++++ EXERCISE MATERIALS

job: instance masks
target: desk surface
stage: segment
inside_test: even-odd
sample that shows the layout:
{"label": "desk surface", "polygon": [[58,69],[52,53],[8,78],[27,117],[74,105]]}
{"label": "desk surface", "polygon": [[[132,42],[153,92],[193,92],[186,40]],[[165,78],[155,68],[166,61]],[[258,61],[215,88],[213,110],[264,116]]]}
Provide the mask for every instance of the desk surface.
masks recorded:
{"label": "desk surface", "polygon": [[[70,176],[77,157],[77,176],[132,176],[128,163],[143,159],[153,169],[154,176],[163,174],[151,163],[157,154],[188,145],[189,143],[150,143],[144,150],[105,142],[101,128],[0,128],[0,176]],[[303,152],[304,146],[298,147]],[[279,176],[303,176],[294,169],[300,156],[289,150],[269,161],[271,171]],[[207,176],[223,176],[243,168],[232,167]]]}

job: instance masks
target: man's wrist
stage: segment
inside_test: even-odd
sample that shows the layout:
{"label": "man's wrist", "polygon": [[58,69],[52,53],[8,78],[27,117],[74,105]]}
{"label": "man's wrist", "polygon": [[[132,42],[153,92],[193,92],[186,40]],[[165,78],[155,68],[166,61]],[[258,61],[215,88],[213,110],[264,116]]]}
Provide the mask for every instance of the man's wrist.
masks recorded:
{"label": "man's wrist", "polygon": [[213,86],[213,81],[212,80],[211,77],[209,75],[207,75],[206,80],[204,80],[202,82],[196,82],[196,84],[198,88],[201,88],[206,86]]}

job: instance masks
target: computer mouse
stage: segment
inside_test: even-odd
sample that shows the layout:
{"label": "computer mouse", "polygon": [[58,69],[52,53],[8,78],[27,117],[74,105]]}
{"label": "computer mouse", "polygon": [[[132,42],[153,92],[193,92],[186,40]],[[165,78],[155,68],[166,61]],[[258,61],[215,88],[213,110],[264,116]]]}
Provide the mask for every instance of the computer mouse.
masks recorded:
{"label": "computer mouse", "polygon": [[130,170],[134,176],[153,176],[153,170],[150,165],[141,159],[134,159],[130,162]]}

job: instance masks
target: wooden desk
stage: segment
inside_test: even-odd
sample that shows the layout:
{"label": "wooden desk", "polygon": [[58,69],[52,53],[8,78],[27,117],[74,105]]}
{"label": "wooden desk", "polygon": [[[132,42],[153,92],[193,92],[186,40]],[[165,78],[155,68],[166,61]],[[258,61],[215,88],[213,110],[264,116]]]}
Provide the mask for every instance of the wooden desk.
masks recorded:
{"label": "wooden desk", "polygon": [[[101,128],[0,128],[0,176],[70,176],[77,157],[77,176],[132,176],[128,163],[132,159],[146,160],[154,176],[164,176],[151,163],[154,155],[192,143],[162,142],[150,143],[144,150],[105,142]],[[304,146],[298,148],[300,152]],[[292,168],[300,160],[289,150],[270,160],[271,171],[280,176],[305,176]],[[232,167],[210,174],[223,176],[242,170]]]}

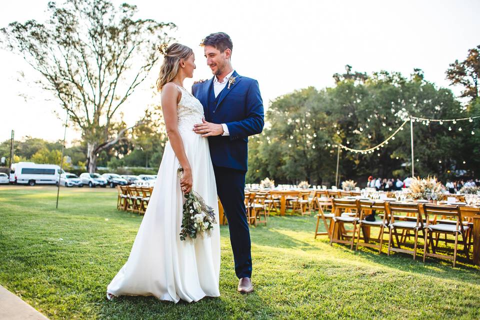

++++++++

WORK REQUIRED: Gather every line of the material above that contains the string "surface", copying each one in full. Case counts.

EXERCISE RESULT:
target: desk surface
{"label": "desk surface", "polygon": [[58,69],[52,53],[8,78],[27,117],[74,105]]}
{"label": "desk surface", "polygon": [[[132,42],[153,92],[193,92],[186,40]],[[165,78],[155,68],[166,61]],[[258,61],[215,88],[213,110],[264,116]]]}
Provide the mask for every instance of the desk surface.
{"label": "desk surface", "polygon": [[[70,176],[77,157],[77,176],[132,176],[128,163],[143,159],[153,169],[154,176],[163,174],[151,163],[157,154],[188,145],[189,143],[150,143],[144,150],[105,142],[101,128],[0,128],[0,176]],[[303,152],[304,146],[298,147]],[[279,176],[303,176],[294,169],[300,156],[289,150],[269,161],[271,171]],[[207,176],[223,176],[243,168],[232,167]]]}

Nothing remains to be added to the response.